──────── Text section

From the original fit, you have knot locations spread through the range of mean_radius in your training data. Together with the degree of the B-spline basis (cubic by default in mboost), these knot locations define the shape of your B-spline basis functions. The default in mboost is to have 20 interior knots, which define 24 cubic B-spline basis functions (don't ask...). Lets call these basis functions $B_j(x); j=1,\dots,24$. The effect of your covariate $x=$``mean_radius`` is represented simply as $$ f(x) = \sum^{24}_j B_j(x) \theta_j $$ This is a very neat trick, because it reduces the hard problem of estimating the unspecified function $f(x)$ to the much simpler problem of estimating linear regression weights $\theta_j$ associated with a collection of synthetic covariates $B_j(x)$.

────────────────

> Jobs
a - Answer these questions using the passage on B-spline basis functions in mboost:
(i) What degree does mboost use for the B-spline basis by default?
(ii) How many interior knots does mboost use by default?
(iii) Estimating the unspecified function f(x) is reduced to what simpler problem?
b - Continue the passage on B-spline basis functions in mboost from the point where it stops.

──────── Extracted material

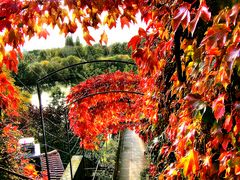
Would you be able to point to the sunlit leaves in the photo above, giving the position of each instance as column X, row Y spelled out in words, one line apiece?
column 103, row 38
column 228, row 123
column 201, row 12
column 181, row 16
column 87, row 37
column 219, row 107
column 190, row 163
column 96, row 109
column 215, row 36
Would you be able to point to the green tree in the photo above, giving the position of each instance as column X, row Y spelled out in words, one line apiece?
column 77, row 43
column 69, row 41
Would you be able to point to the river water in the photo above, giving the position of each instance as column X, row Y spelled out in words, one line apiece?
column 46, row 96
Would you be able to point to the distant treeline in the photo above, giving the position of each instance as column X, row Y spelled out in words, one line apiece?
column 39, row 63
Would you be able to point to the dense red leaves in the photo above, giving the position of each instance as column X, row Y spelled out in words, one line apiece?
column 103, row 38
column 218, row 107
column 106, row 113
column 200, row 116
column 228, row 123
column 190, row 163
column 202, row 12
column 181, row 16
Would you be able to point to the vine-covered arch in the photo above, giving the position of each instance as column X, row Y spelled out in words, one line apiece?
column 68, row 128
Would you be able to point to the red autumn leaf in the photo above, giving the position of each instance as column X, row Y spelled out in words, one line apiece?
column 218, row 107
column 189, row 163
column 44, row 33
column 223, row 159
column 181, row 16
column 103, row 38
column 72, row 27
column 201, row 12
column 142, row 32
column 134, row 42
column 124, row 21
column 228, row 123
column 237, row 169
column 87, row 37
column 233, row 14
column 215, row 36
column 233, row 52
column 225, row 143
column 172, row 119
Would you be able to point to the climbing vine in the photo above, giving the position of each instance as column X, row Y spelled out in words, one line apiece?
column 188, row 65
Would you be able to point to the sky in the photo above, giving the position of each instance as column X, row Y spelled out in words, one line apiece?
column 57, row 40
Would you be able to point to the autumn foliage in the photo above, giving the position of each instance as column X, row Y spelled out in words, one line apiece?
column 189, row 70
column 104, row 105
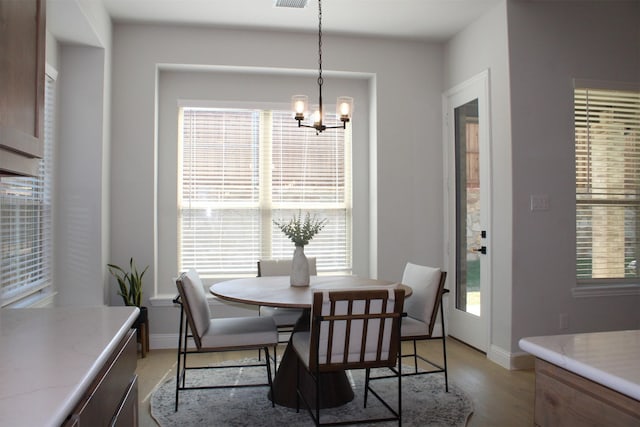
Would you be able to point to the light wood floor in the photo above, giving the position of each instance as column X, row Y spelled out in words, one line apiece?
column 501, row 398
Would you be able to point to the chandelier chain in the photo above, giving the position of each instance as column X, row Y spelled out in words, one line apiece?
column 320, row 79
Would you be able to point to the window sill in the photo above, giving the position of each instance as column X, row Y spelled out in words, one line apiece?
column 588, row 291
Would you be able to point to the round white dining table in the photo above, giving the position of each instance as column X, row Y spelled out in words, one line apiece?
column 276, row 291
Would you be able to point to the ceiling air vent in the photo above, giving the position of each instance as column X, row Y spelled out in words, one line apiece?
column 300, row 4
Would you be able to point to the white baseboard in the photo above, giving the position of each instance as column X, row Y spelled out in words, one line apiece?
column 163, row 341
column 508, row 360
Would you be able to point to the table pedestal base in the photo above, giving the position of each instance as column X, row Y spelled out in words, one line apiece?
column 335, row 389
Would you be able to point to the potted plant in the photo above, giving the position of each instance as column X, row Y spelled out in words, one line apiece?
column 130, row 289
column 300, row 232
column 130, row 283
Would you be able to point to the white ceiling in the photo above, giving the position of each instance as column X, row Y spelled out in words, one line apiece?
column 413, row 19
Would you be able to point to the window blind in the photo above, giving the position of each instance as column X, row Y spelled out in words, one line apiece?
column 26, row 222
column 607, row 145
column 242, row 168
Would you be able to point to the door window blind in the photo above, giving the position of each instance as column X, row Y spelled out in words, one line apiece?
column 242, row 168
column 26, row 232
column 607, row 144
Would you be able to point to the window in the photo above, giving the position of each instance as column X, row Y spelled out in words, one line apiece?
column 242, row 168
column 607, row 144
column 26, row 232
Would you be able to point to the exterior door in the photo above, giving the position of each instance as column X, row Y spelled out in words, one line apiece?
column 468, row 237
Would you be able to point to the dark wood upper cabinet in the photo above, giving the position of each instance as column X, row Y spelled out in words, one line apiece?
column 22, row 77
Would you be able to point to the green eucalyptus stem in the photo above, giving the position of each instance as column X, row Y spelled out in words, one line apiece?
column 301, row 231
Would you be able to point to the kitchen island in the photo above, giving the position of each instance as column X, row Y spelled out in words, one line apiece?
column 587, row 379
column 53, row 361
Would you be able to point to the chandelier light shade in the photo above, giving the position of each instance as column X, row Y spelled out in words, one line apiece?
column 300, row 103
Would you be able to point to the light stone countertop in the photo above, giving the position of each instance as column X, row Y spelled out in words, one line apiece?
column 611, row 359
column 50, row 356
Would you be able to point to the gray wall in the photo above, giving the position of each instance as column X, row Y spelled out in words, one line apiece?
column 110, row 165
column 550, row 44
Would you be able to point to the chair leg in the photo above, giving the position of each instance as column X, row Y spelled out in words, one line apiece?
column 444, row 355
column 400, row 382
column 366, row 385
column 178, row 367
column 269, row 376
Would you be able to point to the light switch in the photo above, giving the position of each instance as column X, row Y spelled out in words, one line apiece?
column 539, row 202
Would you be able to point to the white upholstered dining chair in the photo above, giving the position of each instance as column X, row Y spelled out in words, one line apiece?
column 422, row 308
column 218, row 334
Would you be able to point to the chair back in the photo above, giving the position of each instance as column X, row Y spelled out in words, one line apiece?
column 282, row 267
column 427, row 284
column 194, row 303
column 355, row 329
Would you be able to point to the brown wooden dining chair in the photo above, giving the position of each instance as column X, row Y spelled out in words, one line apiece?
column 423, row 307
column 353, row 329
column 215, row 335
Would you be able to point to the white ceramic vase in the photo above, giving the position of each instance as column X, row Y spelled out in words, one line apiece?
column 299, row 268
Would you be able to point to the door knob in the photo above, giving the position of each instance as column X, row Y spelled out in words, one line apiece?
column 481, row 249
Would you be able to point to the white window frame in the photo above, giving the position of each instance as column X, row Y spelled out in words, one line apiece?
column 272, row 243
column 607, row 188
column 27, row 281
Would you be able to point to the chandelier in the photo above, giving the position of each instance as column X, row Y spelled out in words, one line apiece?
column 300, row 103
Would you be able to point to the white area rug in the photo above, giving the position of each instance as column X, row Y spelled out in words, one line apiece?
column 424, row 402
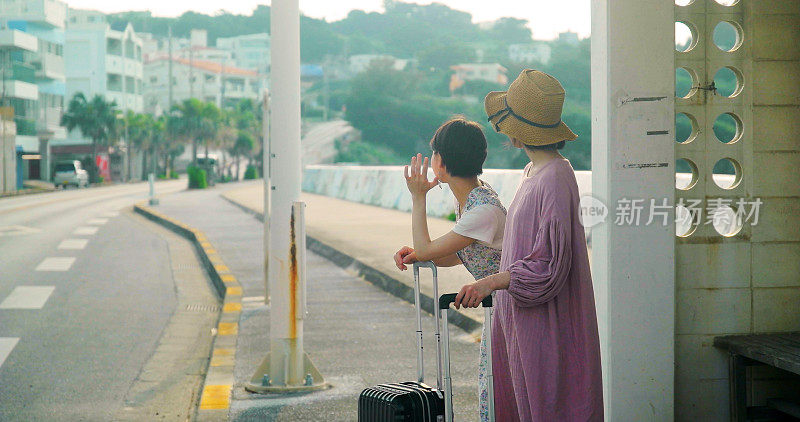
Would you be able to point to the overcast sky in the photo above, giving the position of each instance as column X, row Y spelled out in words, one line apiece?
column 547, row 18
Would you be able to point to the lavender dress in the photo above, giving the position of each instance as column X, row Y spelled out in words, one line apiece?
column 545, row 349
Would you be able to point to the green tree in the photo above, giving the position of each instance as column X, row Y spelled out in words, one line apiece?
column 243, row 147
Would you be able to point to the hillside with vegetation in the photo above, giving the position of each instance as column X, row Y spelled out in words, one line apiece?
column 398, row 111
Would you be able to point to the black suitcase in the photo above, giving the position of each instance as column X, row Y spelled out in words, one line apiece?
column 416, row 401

────────────────

> Answers
a -
(i) Cubic.
(ii) 20 interior knots.
(iii) Estimating linear regression weights θ_j associated with a collection of synthetic covariates B_j(x).

b -
Prediction then is not that complicated: Given the estimated coefficients $\hat \theta_j$, we need to evaluate the $B_j(\cdot);\; j=1,\dots,24$ for the prediction data $x_{new}$. For that, all we need are the knot locations that define the basis functions for the original data. We then get the predicted values as $$ \hat f(x_{new}) = \sum^{24}_j B_j(x_{new}) \hat\theta_j. $$

Since boosting is an iterative procedure, the estimated coefficients at the stop iteration $m_{stop}$ are actually the sum of the coefficient updates in iterations $1, \dots, m_{stop}$. If you really want to get a grip on the details, take a look at the output you get from

bbs(rnorm(100))$dpp(rep(1,100))$predict,

and go explore from there. For example,

with(environment(bbs(rnorm(100))$dpp(rep(1,100))$predict), newX)

calls

with(environment(bbs(rnorm(100))$dpp(rep(1,100))$predict), Xfun)

to evaluate the $B_j(\cdot)$ on $x_{new}$.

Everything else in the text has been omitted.